→ **Aim**
Rewrite the stretch from the line containing "Each instance receives one point. Annotate the dark" through the line containing "[[272, 253], [197, 252]]", putting "Label" wherever "Annotate" appears and changing nothing else. Leave the pictures out of your answer.

→ **Supplied records**
___
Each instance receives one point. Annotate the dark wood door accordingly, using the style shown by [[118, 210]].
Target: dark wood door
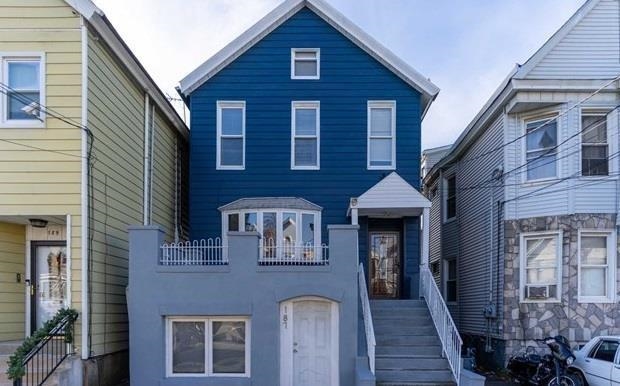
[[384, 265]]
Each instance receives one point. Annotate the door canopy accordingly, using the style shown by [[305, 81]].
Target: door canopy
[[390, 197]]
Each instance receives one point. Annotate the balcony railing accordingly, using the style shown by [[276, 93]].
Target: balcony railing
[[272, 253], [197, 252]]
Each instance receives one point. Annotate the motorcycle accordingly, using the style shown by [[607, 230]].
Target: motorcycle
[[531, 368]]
___
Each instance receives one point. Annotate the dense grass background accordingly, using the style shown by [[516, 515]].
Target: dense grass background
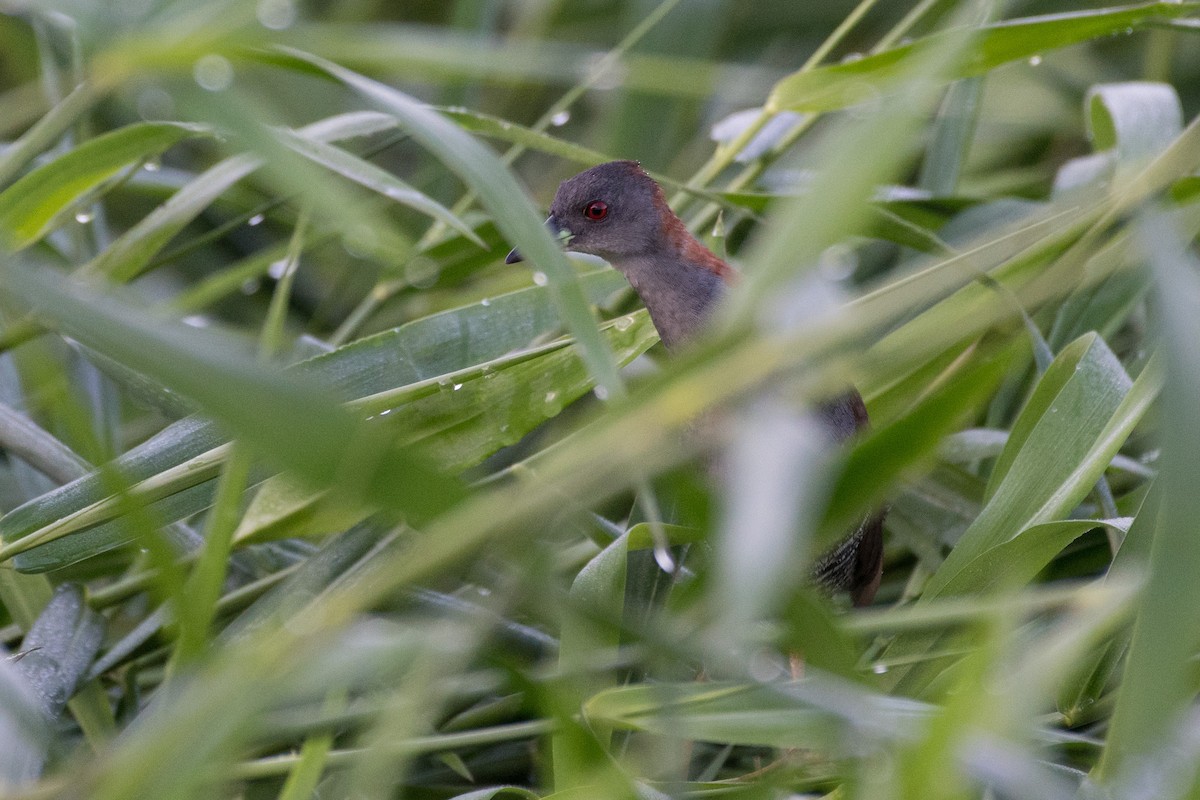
___
→ **Output below**
Each instance receives one point. Label the dark wood door accordingly, using the style shown by [[118, 210]].
Target: dark wood door
[[384, 265]]
Each instance receives one point. Label the door canopy accordingly, using the style shown by [[305, 81]].
Target: door canopy
[[390, 197]]
Each instance receives one point. Label the balcony railing accordingly, using the style shown by [[276, 93]].
Target: balcony railing
[[272, 253], [197, 252]]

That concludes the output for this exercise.